§ **Quoted text**:
= = =

A business produces two products, with 200 labour hours spread between each. Per unit of product 1 requires 4 labour hours. Per unit of product 2 requires 2.5 labour hours. Assuming full employment, the equation is 4x + 2.5y = 200. Here, x represents product 1 and y product 2.
Question: (i) Identify the slopes, (ii) interpret the meaning?
(i) As 200 labour hours are allocated to product x and y, there is a trade-off between x and y, you can either devote all your time to one or a combination between the two. Recall, y=mx+c, where m=slope, and c=constant. You must express the equation in this manner. Therefore, 4x + 2.5y = 200, as expressed above. Now solve for the equation:
=> 2.5 = -4x + 200 => cancel to the right
y => -4/2.5 x + 200/2.5
y => -1.6x (mx) + 80 (c)

= = =

§ **Extracted information**:

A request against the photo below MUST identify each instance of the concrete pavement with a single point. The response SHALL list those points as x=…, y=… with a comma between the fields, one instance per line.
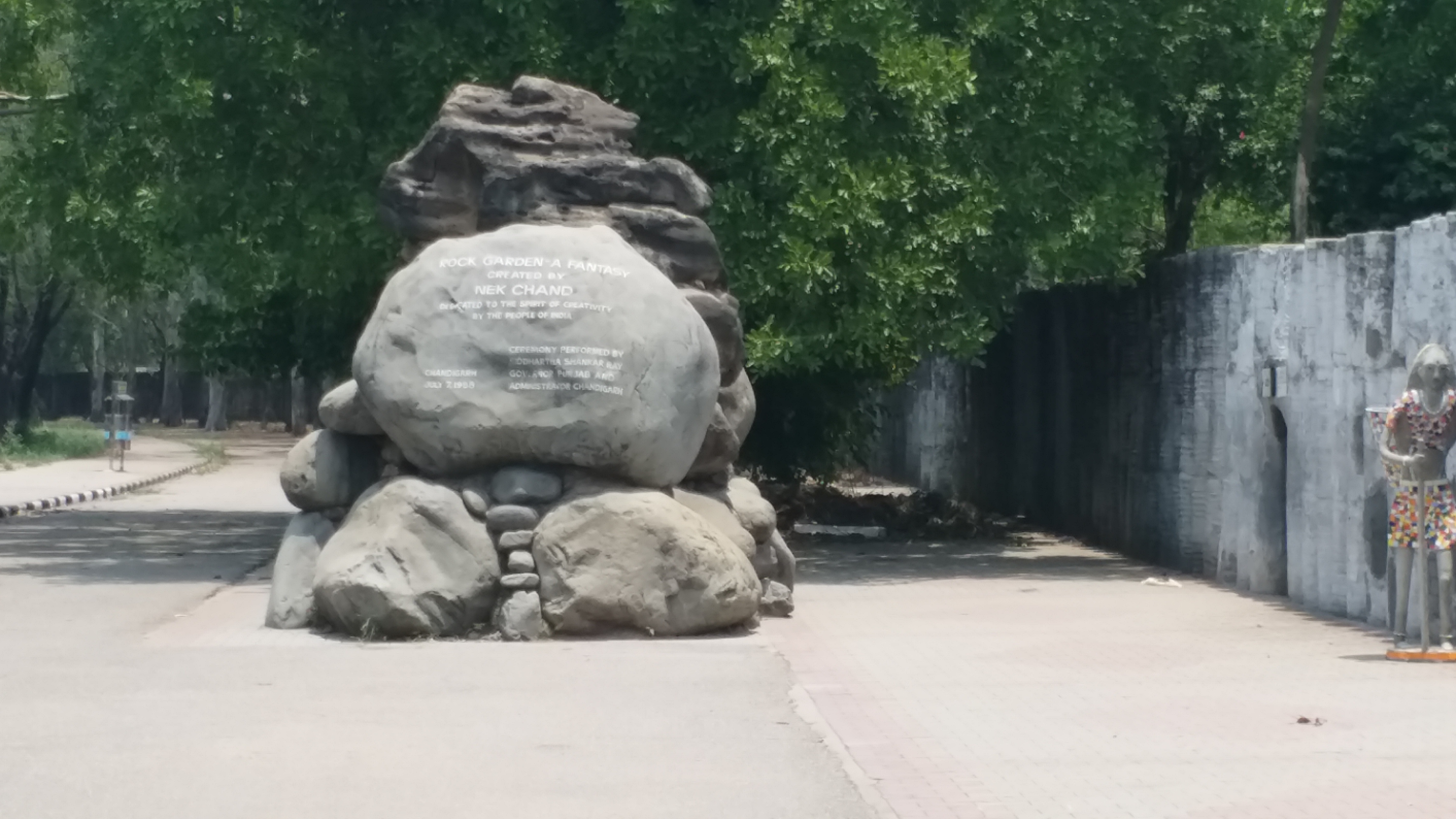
x=136, y=682
x=149, y=457
x=1045, y=681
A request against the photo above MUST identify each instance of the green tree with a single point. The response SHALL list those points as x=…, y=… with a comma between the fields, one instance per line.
x=1390, y=148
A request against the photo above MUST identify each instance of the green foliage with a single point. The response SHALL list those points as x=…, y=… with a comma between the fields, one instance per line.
x=889, y=174
x=1390, y=146
x=54, y=441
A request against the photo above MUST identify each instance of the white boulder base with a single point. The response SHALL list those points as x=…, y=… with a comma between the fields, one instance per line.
x=539, y=344
x=640, y=560
x=408, y=561
x=343, y=411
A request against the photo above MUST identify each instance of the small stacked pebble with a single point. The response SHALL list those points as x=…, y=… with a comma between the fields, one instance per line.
x=512, y=521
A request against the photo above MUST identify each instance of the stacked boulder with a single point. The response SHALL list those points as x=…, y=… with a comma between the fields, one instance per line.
x=547, y=403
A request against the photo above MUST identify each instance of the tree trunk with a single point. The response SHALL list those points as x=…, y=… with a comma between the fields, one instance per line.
x=5, y=350
x=43, y=321
x=1309, y=127
x=216, y=404
x=1183, y=189
x=171, y=391
x=298, y=404
x=98, y=372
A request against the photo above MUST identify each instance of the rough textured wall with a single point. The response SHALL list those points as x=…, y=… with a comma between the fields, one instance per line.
x=1136, y=417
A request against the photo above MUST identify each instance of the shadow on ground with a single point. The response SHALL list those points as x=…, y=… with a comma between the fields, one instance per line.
x=906, y=561
x=139, y=547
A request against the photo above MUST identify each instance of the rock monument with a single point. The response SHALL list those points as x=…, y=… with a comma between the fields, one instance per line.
x=1416, y=436
x=547, y=401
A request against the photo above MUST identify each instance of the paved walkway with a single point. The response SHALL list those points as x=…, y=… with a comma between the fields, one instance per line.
x=136, y=682
x=149, y=457
x=1045, y=681
x=1034, y=680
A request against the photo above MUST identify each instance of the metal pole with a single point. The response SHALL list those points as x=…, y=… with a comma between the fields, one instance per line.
x=1420, y=573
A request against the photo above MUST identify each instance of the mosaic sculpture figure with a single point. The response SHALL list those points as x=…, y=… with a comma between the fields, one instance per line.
x=547, y=404
x=1419, y=434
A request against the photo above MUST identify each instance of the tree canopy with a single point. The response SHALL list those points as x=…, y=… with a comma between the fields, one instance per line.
x=889, y=174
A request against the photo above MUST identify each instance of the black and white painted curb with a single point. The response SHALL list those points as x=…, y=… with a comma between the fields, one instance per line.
x=14, y=509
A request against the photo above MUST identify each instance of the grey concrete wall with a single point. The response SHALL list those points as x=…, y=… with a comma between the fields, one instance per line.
x=1135, y=417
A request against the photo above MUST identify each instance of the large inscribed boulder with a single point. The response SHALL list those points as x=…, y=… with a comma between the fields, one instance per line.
x=408, y=561
x=637, y=559
x=539, y=344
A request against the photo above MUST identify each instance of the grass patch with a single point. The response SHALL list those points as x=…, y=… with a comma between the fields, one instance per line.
x=213, y=454
x=52, y=441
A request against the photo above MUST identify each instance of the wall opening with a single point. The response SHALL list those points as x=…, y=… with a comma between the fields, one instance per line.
x=1280, y=492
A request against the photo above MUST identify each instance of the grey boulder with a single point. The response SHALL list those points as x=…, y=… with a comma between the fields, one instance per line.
x=519, y=617
x=752, y=509
x=548, y=154
x=539, y=344
x=328, y=470
x=720, y=312
x=525, y=486
x=343, y=411
x=520, y=561
x=640, y=560
x=408, y=561
x=733, y=417
x=290, y=599
x=510, y=518
x=717, y=513
x=775, y=561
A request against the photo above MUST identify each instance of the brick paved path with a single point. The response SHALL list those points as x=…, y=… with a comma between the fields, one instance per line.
x=1045, y=681
x=149, y=457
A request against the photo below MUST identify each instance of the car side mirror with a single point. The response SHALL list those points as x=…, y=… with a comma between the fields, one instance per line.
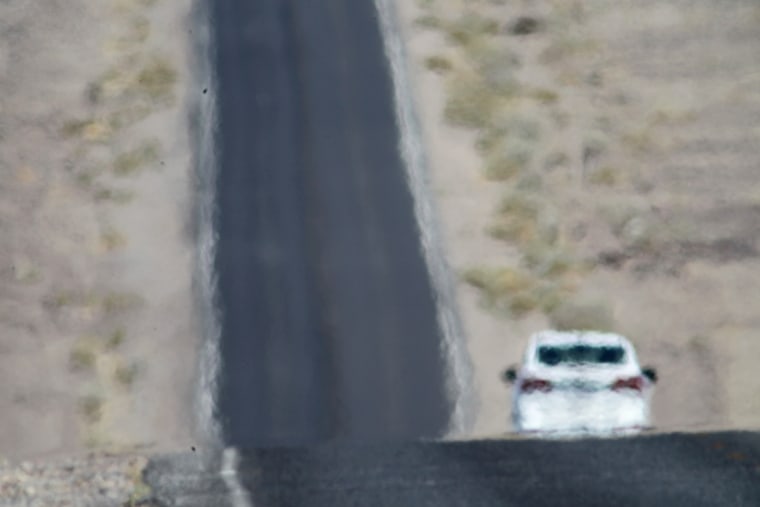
x=509, y=375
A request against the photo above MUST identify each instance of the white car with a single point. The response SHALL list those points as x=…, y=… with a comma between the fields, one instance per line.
x=580, y=383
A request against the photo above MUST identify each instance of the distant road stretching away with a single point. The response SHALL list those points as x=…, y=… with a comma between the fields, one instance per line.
x=328, y=317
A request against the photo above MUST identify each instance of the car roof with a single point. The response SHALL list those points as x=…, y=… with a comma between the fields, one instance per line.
x=552, y=337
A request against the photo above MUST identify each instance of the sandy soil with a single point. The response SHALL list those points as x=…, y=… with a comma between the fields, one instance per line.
x=97, y=332
x=639, y=127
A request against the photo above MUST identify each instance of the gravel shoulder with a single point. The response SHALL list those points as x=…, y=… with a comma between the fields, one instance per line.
x=98, y=335
x=594, y=164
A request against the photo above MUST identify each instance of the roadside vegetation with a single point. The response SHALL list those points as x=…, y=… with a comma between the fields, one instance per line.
x=532, y=140
x=107, y=154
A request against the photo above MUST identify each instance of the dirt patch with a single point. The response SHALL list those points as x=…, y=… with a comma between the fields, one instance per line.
x=97, y=335
x=595, y=165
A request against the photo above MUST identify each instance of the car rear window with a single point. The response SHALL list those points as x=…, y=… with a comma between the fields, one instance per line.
x=581, y=354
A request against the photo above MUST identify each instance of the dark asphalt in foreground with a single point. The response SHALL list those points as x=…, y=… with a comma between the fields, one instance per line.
x=673, y=470
x=670, y=470
x=329, y=328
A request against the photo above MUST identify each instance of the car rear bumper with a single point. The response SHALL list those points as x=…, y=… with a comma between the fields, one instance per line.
x=600, y=413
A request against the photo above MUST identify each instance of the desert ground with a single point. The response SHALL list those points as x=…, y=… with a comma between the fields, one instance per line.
x=595, y=165
x=97, y=325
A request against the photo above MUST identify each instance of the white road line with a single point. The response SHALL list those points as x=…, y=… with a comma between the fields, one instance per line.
x=459, y=377
x=228, y=472
x=203, y=114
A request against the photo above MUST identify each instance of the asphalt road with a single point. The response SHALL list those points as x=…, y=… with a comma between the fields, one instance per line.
x=673, y=470
x=328, y=318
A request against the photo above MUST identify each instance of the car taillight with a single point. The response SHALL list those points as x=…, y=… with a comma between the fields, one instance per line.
x=634, y=383
x=534, y=384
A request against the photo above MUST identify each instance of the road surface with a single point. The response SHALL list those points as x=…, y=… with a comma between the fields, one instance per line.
x=328, y=317
x=670, y=470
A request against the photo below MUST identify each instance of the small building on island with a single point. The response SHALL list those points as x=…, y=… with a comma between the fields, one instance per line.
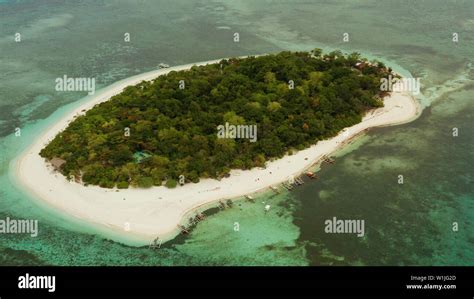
x=57, y=163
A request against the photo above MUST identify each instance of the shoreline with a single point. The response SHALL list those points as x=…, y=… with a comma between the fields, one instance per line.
x=144, y=214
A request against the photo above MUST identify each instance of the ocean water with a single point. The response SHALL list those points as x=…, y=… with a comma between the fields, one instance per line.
x=405, y=224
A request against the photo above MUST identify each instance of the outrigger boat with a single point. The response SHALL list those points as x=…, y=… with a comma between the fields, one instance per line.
x=249, y=197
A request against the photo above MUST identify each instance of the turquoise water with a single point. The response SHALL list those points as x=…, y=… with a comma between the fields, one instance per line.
x=409, y=224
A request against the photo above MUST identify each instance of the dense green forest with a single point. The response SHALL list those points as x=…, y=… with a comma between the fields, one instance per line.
x=156, y=131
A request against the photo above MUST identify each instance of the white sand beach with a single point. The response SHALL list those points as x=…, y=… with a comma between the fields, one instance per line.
x=149, y=213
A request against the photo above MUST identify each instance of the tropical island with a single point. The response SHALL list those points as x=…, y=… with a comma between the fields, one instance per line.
x=335, y=97
x=163, y=131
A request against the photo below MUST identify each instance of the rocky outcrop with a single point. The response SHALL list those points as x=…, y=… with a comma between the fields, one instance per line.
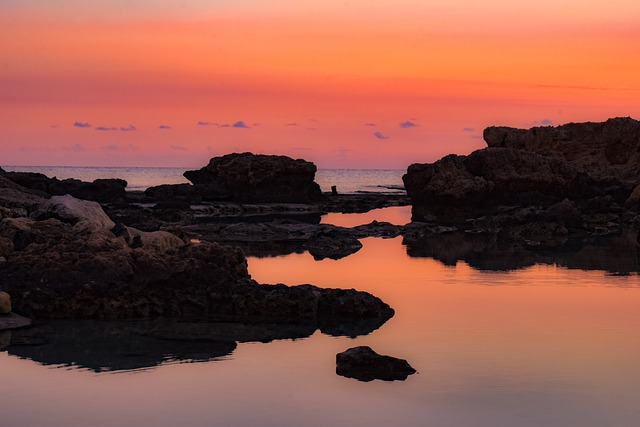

= = =

§ **Jobs**:
1. In the labour-hours problem, how many labour hours does each unit of product 2 require?
2. List every letter symbol that the labour-hours problem defines, along with what each one stands for.

§ **Solutions to each task**:
1. Each unit of product 2 requires 2.5 labour hours.

2.
x: product 1
y: product 2
m: slope
c: constant